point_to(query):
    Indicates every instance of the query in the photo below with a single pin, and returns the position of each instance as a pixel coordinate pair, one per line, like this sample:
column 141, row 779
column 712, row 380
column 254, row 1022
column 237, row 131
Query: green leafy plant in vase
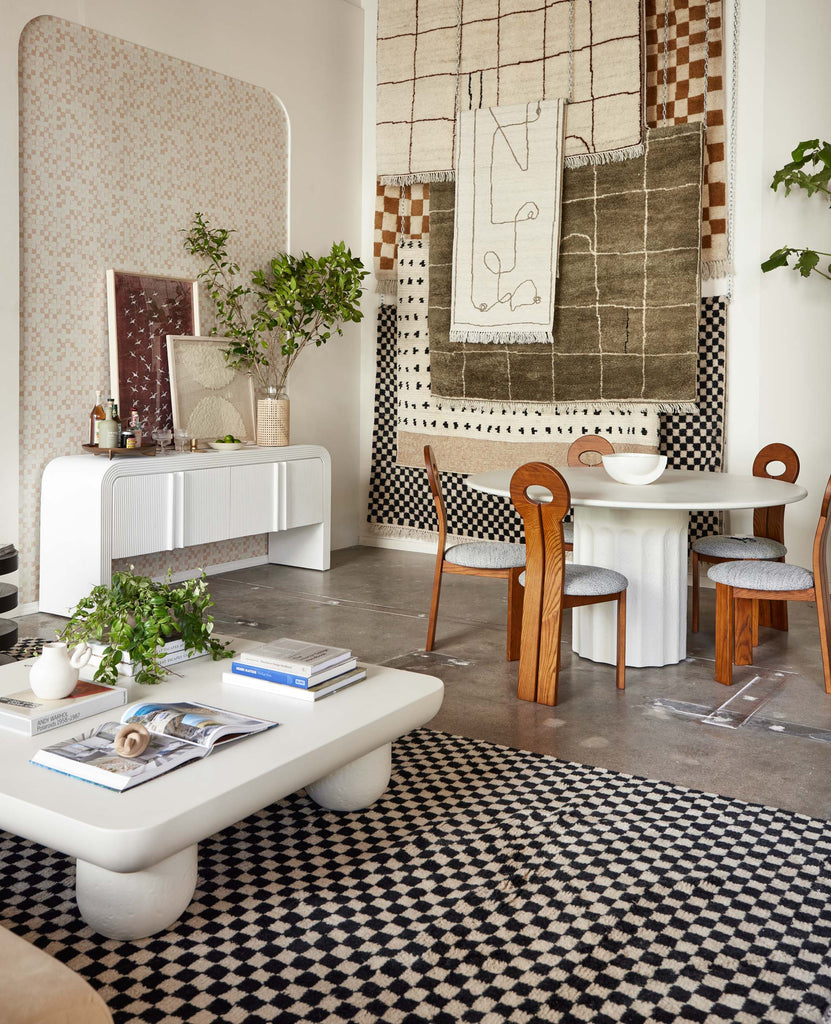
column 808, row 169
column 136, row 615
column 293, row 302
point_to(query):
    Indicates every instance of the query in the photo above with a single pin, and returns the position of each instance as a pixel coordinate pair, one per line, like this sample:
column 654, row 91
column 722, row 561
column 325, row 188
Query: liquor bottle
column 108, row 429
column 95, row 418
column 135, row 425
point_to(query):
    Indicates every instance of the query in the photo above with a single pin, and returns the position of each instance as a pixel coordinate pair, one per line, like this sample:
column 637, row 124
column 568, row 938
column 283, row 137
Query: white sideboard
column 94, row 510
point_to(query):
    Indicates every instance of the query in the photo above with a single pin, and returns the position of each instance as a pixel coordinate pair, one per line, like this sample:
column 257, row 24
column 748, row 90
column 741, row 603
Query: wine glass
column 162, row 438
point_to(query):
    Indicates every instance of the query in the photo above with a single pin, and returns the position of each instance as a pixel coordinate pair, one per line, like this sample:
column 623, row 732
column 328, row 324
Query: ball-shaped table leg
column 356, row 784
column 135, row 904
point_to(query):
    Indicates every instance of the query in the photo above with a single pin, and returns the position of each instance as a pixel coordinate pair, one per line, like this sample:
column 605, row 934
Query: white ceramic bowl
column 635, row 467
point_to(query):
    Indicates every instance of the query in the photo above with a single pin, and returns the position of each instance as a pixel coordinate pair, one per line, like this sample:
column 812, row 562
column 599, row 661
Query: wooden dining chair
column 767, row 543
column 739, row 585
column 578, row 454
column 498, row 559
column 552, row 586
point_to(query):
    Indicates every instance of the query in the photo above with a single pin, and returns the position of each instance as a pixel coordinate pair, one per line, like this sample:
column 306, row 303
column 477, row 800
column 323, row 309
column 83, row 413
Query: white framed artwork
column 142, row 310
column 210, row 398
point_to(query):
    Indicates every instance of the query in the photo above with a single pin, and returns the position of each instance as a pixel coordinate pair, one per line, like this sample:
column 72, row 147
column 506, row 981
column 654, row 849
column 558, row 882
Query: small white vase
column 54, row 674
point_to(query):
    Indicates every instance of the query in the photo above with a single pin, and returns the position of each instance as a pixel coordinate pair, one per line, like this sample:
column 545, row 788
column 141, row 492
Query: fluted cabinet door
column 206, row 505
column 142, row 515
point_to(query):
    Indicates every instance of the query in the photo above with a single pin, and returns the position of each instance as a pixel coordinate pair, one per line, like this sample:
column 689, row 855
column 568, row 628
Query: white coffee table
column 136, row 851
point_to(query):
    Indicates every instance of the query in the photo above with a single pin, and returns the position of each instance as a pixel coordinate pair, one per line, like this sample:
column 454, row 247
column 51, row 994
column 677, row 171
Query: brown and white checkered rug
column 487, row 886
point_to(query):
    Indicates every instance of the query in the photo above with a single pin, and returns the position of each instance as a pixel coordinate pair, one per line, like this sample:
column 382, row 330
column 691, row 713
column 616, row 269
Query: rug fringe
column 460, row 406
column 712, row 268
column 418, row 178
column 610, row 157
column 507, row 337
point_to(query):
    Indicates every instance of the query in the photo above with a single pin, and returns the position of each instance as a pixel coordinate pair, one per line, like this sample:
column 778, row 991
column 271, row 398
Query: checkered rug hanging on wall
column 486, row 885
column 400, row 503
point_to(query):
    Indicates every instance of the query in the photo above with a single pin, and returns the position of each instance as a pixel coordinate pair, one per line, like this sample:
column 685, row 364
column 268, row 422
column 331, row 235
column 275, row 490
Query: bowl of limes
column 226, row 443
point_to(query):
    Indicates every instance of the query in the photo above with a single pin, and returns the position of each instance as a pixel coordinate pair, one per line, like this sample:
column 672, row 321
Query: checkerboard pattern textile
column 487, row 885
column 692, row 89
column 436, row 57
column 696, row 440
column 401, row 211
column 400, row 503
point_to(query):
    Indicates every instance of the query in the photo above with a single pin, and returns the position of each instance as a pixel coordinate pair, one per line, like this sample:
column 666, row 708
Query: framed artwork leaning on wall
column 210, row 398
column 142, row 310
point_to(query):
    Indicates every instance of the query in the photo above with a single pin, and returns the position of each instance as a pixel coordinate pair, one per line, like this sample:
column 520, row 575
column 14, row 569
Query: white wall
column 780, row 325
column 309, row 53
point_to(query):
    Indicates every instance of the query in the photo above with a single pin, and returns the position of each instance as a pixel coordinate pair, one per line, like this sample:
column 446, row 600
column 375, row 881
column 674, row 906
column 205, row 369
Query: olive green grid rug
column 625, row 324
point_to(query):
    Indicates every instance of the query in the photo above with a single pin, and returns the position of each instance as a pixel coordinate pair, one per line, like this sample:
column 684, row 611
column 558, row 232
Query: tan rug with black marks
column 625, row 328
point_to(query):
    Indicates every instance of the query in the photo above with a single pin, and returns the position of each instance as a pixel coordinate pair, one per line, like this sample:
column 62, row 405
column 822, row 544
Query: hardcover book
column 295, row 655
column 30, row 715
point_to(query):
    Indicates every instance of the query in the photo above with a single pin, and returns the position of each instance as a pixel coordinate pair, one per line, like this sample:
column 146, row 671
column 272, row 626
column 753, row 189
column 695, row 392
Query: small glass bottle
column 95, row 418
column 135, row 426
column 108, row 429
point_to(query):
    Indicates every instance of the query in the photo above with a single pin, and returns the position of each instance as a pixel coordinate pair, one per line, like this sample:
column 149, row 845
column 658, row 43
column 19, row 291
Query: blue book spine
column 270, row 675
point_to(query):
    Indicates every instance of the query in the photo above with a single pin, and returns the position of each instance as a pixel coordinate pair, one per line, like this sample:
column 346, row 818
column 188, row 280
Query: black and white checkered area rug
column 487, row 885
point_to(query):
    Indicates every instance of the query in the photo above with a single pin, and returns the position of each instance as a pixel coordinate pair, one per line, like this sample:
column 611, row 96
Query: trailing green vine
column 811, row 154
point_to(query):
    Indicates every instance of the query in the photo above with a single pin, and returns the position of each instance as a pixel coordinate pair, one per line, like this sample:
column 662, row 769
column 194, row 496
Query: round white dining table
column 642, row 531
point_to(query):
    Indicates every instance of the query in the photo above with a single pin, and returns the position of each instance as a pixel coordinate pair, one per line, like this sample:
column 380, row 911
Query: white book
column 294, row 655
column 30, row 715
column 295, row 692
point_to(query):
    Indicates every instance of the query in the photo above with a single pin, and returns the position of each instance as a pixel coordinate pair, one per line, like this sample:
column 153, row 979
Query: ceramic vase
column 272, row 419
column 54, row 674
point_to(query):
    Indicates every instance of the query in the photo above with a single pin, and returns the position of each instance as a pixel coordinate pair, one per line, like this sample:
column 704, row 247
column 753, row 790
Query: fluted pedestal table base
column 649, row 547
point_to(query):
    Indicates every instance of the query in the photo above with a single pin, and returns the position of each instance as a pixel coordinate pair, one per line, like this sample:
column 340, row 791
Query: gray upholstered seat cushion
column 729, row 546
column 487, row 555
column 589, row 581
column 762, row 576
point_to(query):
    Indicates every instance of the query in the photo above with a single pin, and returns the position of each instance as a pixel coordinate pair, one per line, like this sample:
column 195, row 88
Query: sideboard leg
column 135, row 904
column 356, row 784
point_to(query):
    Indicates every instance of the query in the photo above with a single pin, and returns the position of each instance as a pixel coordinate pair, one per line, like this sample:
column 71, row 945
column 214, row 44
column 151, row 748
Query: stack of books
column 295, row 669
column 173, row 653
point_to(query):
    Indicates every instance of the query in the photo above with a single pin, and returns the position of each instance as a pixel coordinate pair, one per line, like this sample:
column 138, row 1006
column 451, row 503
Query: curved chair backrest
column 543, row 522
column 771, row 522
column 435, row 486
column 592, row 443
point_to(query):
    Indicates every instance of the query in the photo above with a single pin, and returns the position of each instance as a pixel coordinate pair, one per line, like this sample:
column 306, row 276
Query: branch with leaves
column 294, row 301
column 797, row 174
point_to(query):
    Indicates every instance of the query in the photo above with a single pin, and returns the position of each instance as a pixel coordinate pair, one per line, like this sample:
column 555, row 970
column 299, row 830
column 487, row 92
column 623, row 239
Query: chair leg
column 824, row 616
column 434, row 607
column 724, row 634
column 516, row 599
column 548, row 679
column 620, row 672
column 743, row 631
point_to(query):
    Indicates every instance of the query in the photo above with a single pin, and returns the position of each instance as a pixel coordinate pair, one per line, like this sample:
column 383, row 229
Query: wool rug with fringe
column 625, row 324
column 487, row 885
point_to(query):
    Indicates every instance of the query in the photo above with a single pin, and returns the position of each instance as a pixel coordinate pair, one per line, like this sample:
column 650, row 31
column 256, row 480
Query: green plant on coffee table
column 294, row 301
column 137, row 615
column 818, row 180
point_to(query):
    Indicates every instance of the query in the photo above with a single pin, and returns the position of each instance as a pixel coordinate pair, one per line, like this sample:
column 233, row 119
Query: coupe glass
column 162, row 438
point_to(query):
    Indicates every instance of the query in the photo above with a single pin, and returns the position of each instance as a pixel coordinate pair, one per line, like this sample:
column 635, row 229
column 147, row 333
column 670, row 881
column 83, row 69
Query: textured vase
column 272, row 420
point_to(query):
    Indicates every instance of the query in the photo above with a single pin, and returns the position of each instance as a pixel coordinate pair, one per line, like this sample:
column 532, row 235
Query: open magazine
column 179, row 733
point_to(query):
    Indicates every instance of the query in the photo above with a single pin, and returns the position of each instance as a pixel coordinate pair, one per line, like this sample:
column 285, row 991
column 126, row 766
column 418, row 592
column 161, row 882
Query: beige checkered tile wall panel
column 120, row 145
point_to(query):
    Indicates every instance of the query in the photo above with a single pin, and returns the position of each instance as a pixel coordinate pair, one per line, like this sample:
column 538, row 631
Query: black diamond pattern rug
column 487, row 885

_ _ _

# EXERCISE BRIEF
Show each line of the listing above that contains the word "artwork".

# RESPONSE TO THE TASK
Query: white framed artwork
Query: framed artwork leaning on wall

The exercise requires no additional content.